**RECORD EXCERPTS:**
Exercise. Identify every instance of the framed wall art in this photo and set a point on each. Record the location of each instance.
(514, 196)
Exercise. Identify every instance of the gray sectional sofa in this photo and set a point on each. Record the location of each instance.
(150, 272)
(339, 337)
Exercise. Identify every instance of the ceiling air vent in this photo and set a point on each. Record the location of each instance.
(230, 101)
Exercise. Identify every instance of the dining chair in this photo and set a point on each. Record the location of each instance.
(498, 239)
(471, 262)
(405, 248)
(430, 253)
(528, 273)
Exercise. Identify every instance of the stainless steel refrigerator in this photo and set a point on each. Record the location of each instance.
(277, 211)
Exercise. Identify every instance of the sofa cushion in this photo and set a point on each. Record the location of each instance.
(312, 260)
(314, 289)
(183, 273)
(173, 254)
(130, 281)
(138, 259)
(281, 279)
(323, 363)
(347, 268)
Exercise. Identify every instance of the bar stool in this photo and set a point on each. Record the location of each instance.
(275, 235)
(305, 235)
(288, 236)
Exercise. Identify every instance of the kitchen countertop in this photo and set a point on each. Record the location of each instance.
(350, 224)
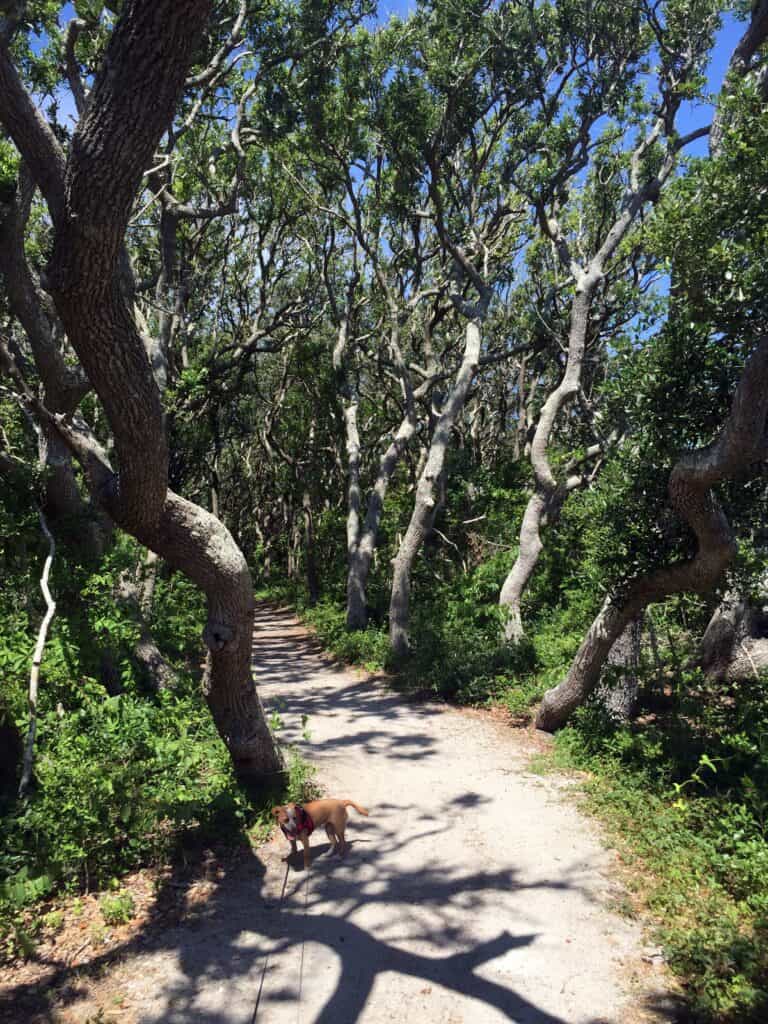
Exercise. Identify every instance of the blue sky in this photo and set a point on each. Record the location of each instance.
(692, 116)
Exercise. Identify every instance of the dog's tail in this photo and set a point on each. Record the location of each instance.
(351, 803)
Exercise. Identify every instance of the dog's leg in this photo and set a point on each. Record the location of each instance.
(341, 846)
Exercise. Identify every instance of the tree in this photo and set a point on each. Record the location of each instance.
(719, 304)
(89, 192)
(628, 164)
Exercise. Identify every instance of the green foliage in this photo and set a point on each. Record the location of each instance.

**WHAT YOU NEED TO DO:** Write out the lines of the listing from the one that holds "Exercise. Identify every instance of the gray" to the very last line, both included, exactly as they appear and without any pictures.

**ANSWER BELOW:**
Exercise. Identify every instance of the gray sectional sofa in this photo and set a point on each. Record the location of each instance.
(150, 272)
(339, 337)
Exercise. Identify every instance of the ceiling air vent in this photo and set a point on each. Record the location of each instance.
(230, 101)
Exercise. Identify every instance of the dining chair in this photo and set a point on each. Record the location of each instance.
(498, 239)
(471, 262)
(405, 248)
(430, 253)
(528, 273)
Exercise. Identify every instance of the stainless steel refrigerator in this photo and set a point on each. Record the location of each instance.
(277, 211)
Exercise. Identify every instance of the sofa cushion in this photo and set a point on each. Record the location of each instance.
(312, 260)
(314, 289)
(183, 273)
(173, 254)
(130, 281)
(138, 259)
(281, 279)
(323, 363)
(347, 268)
Exercise. Identify every instance of the bar stool in this photo and set a point on each. Record the location of each instance.
(275, 235)
(305, 235)
(288, 236)
Exercise. Identify every instance of the kitchen countertop in this photo and set a point on each. Record the location of each instance.
(350, 224)
Exercise. Identify every instance of the blue sky in this photo and set a point on each. Record the location of each instance.
(692, 116)
Exercise. Identify every instance of the dog's tail in this photo and set a point on each. Record the location of each instance.
(351, 803)
Exercise. Identify every instance of the dog's leg in this photo and set a point on each. Record the location of each instance.
(341, 846)
Exercise. Identify every instance of the tree in this photo and set a point on each. Record the location of each instance.
(719, 304)
(89, 192)
(628, 164)
Exercise. Identify every instance of the green foliage in this photo and set a point on each. Record the location of each instance.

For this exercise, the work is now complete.